-- SUPPLIED TEXT --
____________

PRESS RELEASE May 30, 2007

WHAT: Galleri Urbane’s 3rd Annual Photography and Film Exhibit

GROUP SHOW IN GALLERY 1

TITLE - “URBAN RENEWAL “

FEATURING PHOTOGRAPHY BY MICHAEL ITKOFF, LUIS MALLO, TONY STAMOLIS, SHORT FILM BY JIM ROCHE

A SOLO SHOW IN GALLERY 2

TITLE - “MARS ON EARTH “

ARTISTS - TRUJILLO-PAUMIER

AN INSTALLATION IN GALLERY 3

TITLE – YELLOW COWBOYS

ARTIST – ADAM BORK

WHEN: July 7 – AUGUST 7, 2007

OPENING RECEPTION: July 7, 2007 6:00-8:30pm

WHERE: GALLERI URBANE / MARFA

212 San Antonio ST

POB 1506

Marfa TX 79843

CONTACT:

Ree Willaford

432.729.4200

willafordrj@sbcglobal.net

www.galleriurbane.com

*Additional images and Press images available upon request.

Galleri Urbane / Marfa… announces its 3rd annual photography exhibit,

URBAN RENEWAL, featuring photography by Michael Itkoff, Luis Mallo, Tony Stamolis, Installation and Film by artists Adam Bork and Jim Roche.

A solo exhibit by the collaborative team of Trujillo- Paumier.

The term “Urban Renewal” evokes muscular images of inner city eyesores being remodeled or demolished and replaced based, ideally, on a process of re-imagining and transforming space for the benefit of those who live and work there. Each of the artists in this show embarks on a similar undertaking, using their cameras to revitalize an array of urban and rural landscapes. They make it clear that, when it comes to our surroundings, what we see depends not only on where we look, but also on how we choose to focus our gaze.

Gallery 1

The urban landscapes depicted in Cuban native Luis Mallo’s large-scale color photographs are interrupted or obstructed by a foreground object or layer. “The barrier – for example, a fence, in one image – acts like a veil that drapes, surrounds, separates, distorts and conceals,” says Mallo. “But it’s never meant to be completely opaque or impenetrable.” The resulting photographs are intricate and perplexing, painterly, personal and graphic. The viewer is simultaneously invited and compelled to peek through vague openings in the foreground in order to decipher what lies on the other side. “The veil, therefore, acquires an ambiguous nature: as it simultaneously hides and reveals, it asks us to consider the very notion of seeing as fragmentary and contingent, and also invites us to imagine and fill in the entire landscape as we attempt to perceive our surroundings.”

While Mallo pulls viewers through his landscapes via a foreground object, Michael Itkoff employs a stark white backdrop in each of his images—also in color--to ensure that the viewer’s eye, at least initially, doesn’t wander too far. For Itkoff’s series of portraits, “The White Board Project”, the artists traveled to London, Sydney, Hanoi, Bangkok, and New York, and captured ordinary people on the street, while an anonymous set of hands held a white board directly behind the subject’s head. The board appears to be a simple prop, yet the effects are startling. Their heads appear preternaturally large, the city behind them abnormally small.

____________

-- WHAT TO WORK ON --
- A) Decide whether each statement agrees with the press release, answering yes or no and quoting the words of the press release that settle it. (i) The opening reception runs from 6:00 to 8:30 pm on July 7, 2007. (ii) Luis Mallo's large-scale photographs are in black and white. (iii) Yellow Cowboys is an installation shown in Gallery 2.
- B) Report every line of the rows that contains the string "cabin". Case matters.
The press release has no connection to the rows that come after it.

[Pointing dataset rows]
____________

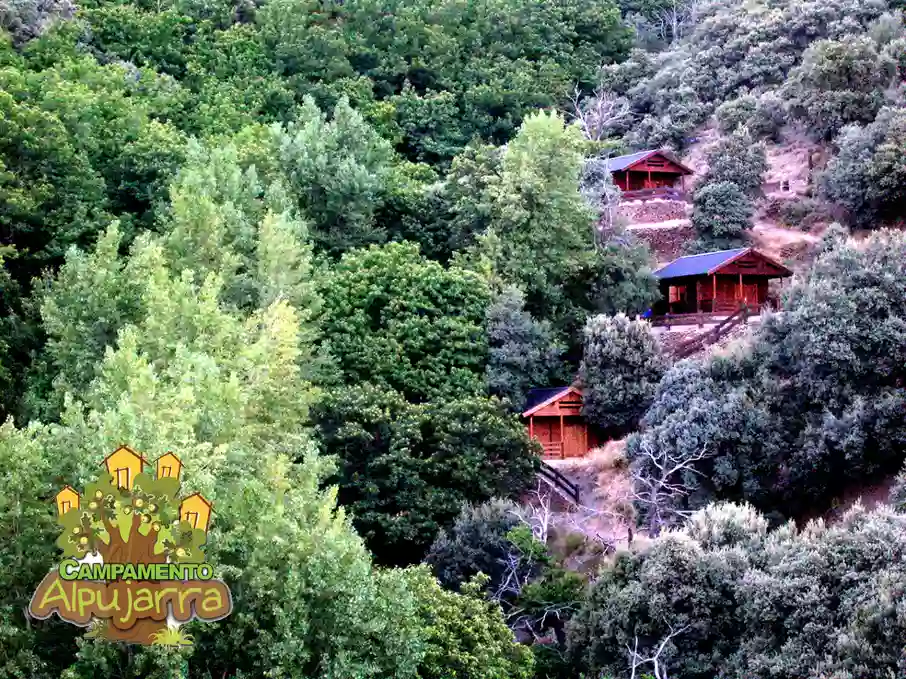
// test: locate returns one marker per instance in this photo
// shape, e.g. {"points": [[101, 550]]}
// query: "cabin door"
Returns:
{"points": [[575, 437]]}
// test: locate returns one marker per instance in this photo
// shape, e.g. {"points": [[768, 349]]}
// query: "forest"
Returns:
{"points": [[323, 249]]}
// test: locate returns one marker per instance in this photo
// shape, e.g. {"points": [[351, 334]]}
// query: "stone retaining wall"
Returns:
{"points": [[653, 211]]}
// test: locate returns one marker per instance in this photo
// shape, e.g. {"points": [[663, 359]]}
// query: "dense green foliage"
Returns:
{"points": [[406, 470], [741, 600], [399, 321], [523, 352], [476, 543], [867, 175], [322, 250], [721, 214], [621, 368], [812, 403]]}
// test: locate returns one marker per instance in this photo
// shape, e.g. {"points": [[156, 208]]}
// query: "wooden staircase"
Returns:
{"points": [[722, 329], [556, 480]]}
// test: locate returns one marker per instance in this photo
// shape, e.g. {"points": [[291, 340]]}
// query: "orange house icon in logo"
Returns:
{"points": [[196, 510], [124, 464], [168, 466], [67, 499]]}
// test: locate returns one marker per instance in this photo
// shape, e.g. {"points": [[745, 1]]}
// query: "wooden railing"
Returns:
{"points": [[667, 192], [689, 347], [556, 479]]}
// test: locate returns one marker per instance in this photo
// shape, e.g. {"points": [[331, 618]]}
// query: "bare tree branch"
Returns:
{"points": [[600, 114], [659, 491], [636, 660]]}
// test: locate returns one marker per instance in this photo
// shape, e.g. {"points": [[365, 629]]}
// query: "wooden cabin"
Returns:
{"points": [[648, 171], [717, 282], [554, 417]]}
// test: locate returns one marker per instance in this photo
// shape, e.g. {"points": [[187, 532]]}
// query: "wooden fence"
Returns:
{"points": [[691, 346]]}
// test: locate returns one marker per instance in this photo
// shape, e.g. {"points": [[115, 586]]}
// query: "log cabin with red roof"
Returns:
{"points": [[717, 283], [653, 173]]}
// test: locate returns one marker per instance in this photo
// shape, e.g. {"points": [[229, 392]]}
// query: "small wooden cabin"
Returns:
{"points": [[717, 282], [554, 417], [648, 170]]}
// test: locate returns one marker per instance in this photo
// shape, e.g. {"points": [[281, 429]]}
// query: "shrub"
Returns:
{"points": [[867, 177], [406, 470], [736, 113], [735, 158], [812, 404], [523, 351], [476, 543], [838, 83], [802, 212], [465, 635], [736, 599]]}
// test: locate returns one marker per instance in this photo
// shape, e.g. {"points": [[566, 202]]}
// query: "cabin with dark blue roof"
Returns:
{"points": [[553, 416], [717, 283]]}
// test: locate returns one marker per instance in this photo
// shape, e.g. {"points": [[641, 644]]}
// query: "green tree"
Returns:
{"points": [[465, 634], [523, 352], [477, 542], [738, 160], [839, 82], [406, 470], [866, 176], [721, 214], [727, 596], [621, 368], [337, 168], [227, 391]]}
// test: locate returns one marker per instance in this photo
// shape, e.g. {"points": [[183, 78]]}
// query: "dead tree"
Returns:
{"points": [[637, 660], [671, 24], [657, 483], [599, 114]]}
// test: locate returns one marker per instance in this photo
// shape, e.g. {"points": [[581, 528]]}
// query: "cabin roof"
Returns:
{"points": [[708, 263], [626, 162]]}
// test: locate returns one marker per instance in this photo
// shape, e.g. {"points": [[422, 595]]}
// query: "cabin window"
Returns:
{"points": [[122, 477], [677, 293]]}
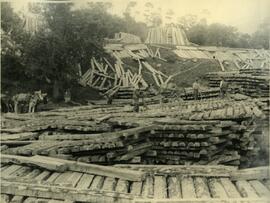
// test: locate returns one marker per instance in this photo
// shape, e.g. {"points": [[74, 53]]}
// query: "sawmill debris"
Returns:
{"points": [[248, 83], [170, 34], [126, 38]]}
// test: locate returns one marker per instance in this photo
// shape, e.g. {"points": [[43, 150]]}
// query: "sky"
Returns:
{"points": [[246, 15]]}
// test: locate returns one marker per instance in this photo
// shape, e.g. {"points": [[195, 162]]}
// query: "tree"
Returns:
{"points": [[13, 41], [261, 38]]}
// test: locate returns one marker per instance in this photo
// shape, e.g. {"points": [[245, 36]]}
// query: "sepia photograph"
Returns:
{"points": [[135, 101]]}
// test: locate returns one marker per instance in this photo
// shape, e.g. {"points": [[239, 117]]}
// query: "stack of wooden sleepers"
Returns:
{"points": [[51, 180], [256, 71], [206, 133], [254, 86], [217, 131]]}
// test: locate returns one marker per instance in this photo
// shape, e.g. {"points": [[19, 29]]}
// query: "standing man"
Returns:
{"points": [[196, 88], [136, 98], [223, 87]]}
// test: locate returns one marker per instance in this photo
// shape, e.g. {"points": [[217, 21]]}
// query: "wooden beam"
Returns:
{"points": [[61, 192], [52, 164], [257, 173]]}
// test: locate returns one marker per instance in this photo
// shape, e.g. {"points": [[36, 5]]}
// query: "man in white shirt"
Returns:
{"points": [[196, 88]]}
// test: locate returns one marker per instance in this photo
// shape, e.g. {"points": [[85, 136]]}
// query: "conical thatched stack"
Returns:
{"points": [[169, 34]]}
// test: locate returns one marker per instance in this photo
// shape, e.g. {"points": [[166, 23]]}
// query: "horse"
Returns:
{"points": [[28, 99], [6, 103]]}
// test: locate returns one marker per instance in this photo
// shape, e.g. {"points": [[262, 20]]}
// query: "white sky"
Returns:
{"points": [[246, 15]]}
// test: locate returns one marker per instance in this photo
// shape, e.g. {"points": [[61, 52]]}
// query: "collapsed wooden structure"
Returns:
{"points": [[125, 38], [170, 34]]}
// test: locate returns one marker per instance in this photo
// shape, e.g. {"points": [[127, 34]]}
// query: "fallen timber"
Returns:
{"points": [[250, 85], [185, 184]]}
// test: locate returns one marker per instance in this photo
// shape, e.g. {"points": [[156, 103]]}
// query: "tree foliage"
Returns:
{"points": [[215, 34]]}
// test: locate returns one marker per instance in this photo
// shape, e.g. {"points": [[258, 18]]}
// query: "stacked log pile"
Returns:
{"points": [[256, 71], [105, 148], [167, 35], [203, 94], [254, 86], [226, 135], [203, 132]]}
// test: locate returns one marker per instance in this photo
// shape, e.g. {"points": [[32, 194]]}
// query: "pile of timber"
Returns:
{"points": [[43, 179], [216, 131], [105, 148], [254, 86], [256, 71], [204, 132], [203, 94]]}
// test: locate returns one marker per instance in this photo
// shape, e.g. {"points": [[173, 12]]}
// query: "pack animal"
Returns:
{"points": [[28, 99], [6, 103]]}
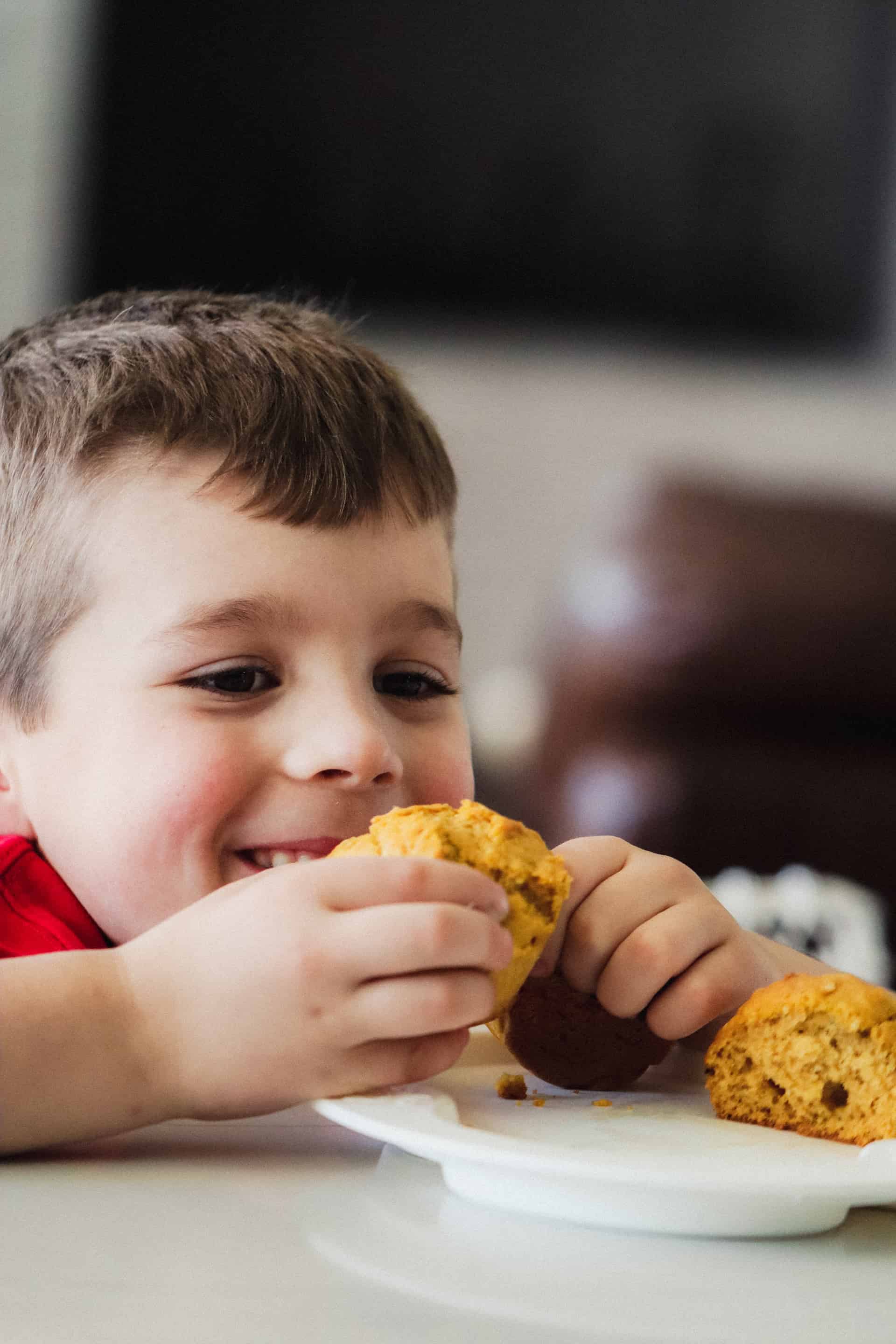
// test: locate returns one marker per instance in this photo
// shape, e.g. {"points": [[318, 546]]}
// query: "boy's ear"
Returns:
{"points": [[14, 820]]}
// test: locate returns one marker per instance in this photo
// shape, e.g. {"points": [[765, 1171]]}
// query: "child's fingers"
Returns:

____________

-- RESPONSE LIST --
- A)
(i) Yes: "OPENING RECEPTION: July 7, 2007 6:00-8:30pm"
(ii) No: "large-scale color photographs"
(iii) No: "AN INSTALLATION IN GALLERY 3"

- B)
// query: "cabin door"
// query: "wooden cabin"
// query: "log cabin with red roof"
// query: "small wooden cabin"
// query: "cabin with dark blue roof"
// query: "cabin roof"
// query: "cabin window"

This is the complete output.